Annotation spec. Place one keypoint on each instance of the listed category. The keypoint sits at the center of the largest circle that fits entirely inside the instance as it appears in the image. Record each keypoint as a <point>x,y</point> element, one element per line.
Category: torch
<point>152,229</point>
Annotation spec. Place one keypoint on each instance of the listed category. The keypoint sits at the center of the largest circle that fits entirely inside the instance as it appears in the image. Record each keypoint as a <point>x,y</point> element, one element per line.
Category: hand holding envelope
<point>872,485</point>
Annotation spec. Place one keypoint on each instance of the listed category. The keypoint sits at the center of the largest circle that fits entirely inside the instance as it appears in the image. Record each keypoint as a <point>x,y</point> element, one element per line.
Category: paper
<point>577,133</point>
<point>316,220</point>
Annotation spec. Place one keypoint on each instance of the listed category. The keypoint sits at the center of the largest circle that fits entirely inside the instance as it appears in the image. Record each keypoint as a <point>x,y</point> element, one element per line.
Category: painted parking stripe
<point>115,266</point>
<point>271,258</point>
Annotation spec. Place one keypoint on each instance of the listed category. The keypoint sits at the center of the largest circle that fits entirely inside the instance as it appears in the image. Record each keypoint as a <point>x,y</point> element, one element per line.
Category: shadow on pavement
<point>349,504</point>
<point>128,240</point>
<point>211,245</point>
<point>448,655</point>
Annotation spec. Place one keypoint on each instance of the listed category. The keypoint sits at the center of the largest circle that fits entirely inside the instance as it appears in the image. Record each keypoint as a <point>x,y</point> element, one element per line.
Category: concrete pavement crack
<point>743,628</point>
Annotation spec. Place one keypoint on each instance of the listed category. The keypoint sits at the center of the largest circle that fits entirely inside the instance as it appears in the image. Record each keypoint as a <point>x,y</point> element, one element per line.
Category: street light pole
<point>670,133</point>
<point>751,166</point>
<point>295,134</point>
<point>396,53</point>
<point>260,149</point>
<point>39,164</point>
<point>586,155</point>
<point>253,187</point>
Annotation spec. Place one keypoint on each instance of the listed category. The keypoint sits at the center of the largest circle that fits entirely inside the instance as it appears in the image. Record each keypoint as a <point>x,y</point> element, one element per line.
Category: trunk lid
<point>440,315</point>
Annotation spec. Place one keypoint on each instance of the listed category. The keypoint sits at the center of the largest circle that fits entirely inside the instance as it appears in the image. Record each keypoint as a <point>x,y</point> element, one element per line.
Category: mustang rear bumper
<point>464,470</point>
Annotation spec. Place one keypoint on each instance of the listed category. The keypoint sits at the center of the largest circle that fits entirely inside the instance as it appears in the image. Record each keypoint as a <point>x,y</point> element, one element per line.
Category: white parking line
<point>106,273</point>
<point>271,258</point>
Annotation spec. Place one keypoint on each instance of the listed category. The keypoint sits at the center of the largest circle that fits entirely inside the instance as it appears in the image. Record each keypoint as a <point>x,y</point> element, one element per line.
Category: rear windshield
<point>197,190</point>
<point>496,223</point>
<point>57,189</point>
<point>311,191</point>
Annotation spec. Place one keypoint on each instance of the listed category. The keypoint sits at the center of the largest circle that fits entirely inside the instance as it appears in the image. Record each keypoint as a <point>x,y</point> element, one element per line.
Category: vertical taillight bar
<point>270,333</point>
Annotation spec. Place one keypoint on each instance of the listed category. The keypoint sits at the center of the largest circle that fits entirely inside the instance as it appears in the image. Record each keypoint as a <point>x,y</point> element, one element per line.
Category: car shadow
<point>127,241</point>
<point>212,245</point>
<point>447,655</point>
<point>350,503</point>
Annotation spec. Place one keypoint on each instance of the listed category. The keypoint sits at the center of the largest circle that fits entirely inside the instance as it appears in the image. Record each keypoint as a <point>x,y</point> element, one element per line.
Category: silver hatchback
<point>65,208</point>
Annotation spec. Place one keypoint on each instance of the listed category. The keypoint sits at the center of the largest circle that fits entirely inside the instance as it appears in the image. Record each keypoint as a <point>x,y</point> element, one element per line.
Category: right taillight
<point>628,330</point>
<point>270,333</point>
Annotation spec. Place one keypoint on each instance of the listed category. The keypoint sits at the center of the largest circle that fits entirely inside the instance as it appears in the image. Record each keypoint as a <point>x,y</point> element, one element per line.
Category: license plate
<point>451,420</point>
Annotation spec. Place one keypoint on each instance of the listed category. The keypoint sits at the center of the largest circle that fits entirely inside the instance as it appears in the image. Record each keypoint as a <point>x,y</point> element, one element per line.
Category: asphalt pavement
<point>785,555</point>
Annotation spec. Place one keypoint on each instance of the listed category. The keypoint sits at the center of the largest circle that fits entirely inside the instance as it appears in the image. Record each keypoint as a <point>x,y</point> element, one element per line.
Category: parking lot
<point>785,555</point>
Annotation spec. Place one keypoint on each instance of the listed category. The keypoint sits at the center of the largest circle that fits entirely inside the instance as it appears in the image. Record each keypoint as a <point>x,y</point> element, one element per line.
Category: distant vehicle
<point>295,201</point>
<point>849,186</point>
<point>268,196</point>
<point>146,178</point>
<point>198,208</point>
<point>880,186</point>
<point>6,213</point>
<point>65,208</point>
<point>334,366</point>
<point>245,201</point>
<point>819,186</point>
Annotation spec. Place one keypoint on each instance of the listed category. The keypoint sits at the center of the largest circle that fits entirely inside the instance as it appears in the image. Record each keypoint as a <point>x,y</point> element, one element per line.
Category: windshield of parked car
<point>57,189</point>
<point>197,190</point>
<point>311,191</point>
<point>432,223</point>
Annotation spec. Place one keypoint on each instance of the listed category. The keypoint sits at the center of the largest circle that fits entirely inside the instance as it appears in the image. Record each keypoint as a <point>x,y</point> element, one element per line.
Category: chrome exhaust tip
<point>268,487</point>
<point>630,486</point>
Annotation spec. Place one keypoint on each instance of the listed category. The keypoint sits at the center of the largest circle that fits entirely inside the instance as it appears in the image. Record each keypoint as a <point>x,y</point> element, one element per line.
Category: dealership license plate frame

::::

> _The problem_:
Your task is to retype the complete material exactly as it was given.

> _Output_:
Annotation spec. Place one keypoint on each instance of the listed category. The keypoint sits at the center of the largest circle that fits entirely inside the instance as it appears in the image. Record each keypoint as a <point>x,y</point> element, one element per line.
Category: torch
<point>152,229</point>
Annotation spec. Place one keypoint on each instance of the listed category. The keypoint sits at the center of the largest circle that fits entirely inside the instance as it appears in the image. Record each keypoint as a <point>x,y</point> element, one element per line.
Category: hand holding envelope
<point>872,485</point>
Annotation spec. Place one keypoint on each instance of the listed category. The keypoint sits at the center of the largest circle that fits entirely inside the instance as it appears in the image. Record each keypoint as a <point>x,y</point> element, one element per line.
Category: paper
<point>577,133</point>
<point>316,220</point>
Annotation spec. Place one keypoint on each instance of the listed category. The keypoint sits at the center of the largest circle that fits entirely inside the instance as it appears in the image. Record each keypoint as a <point>x,y</point> element, one element per line.
Category: painted parking stripe
<point>115,266</point>
<point>271,258</point>
Annotation spec. Place one keypoint on each instance of the listed category. The keypoint sits at the center of the largest circle that fits entirely inside the instance as it appears in the image. Record each keypoint as a <point>x,y</point> element, one element per line.
Category: shadow on pavement
<point>349,504</point>
<point>128,240</point>
<point>211,245</point>
<point>448,655</point>
Annotation spec. Place one keypoint on each instance of the listed category. The keypoint sits at the center of the largest circle that fits entirely inside the instance as it appears in the image. Record each keypoint as a <point>x,y</point> element, one element per line.
Category: concrete pavement crack
<point>743,628</point>
Annotation spec. Place one keypoint on each instance of the listed category. The keypoint sits at the center of the largest circle that fits entirely inside the instance as it appears in the image. Record each keypoint as a <point>x,y</point> element, one element per line.
Category: street light pole
<point>670,133</point>
<point>751,166</point>
<point>295,134</point>
<point>396,53</point>
<point>260,149</point>
<point>39,164</point>
<point>586,155</point>
<point>253,187</point>
Annotation spec. Place one keypoint on each instance of the listed category. The keypoint sits at the center of the largest circle that fits entirely inside the instance as it appears in the image. Record each keypoint as a <point>x,y</point> element, one element per line.
Category: trunk lid
<point>440,315</point>
Annotation spec. Place one keypoint on each instance of the listed category. The keypoint sits at the center of the largest circle that fits entirely inside the instance as it appears in the image. Record each keypoint as a <point>x,y</point> element, one element per line.
Category: mustang rear bumper
<point>464,470</point>
Annotation spec. Place one keypoint on each instance of the listed category. The keypoint sits at the center of the largest circle that fits entirely inside the instance as it appears in the image. Record each keypoint as a <point>x,y</point> element, one element per line.
Category: white parking line
<point>106,273</point>
<point>271,258</point>
Annotation spec. Place one keypoint on each instance of the listed category. The keypoint sits at the center of the largest circle that fits entirely inside the instance as it appears in the image. Record each keypoint as a <point>x,y</point> element, one element per line.
Category: rear windshield
<point>197,190</point>
<point>496,223</point>
<point>57,189</point>
<point>311,191</point>
Annotation spec. Place one keypoint on each instance of the listed category. The keypoint sits at the center of the largest circle that fits entirely inside the instance as it appears in the image. Record each keypoint as a <point>x,y</point> element, one element per line.
Category: vertical taillight bar
<point>270,333</point>
Annotation spec. Place one keypoint on each instance of the listed category. The keypoint sits at the center of the largest circle that fits entirely inside the instance as it appears in the image. Record each keypoint as a <point>x,y</point> element, one element per line.
Category: car shadow
<point>127,241</point>
<point>212,245</point>
<point>447,655</point>
<point>350,503</point>
Annotation spec. Place one keypoint on each instance of the listed category. The keypoint sits at the center of the largest circle that fits entirely inside the instance as it appears in the image. Record each keypoint as a <point>x,y</point> element, one element per line.
Category: silver hatchback
<point>65,208</point>
Annotation spec. Place one keypoint on each instance of the listed category. The keypoint sits at the center of the largest circle that fits entirely inside the instance as it appears in the image. Record each keypoint as a <point>x,y</point> element, one element per line.
Category: right taillight
<point>628,330</point>
<point>270,333</point>
Annotation spec. Place one keypoint on each instance of the listed category. The keypoint sits at the center of the largest circle that fits entirely inside the instance as it appears in the image. Record each keypoint as a <point>x,y</point> element, one element per line.
Category: license plate
<point>451,420</point>
Annotation spec. Place one keypoint on each instance of the listed category. The keypoint sits at the center of the largest circle that fits entirely inside the instance as it appears in the image. Record each keypoint as a <point>x,y</point> element, one element per line.
Category: asphalt pavement
<point>785,555</point>
Annotation spec. Place one keypoint on each instance of the listed category. The keypoint sits at the center of the largest circle that fits entirely inside the instance as it appears in the image. Record each keypoint as a <point>x,y</point> element, one element per line.
Category: parking lot
<point>785,555</point>
Annotation spec. Place one keypoint on each instance of the listed category. The keypoint sits at the center of the largest circle that fits entirely inside the instance as it appears in the image. Record each keypoint as a <point>x,y</point> element, one element per line.
Category: distant vehicle
<point>295,201</point>
<point>849,186</point>
<point>268,196</point>
<point>146,178</point>
<point>198,208</point>
<point>880,186</point>
<point>6,213</point>
<point>65,208</point>
<point>334,366</point>
<point>245,201</point>
<point>819,186</point>
Annotation spec. Place one keypoint on each instance of the listed category. The keypoint sits at the center of the largest circle that fits entirely inside the instance as it appears in the image. Record each keypoint as a <point>x,y</point> element, one element per line.
Category: windshield of parked car
<point>57,189</point>
<point>197,190</point>
<point>311,191</point>
<point>432,223</point>
Annotation spec. Place one keypoint on each instance of the listed category. The keypoint sits at the center of the largest circle that fits entirely inside the instance as it appears in the image. Record each keypoint as a <point>x,y</point> element, one element per line.
Category: chrome exhaust tip
<point>268,487</point>
<point>630,486</point>
Annotation spec. Place one keypoint on each instance of the listed category. The keypoint sits at the center of the largest circle that fits entirely inside the instance as it appears in the image. Record each keypoint as a <point>x,y</point> element, one element per line.
Category: dealership license plate frame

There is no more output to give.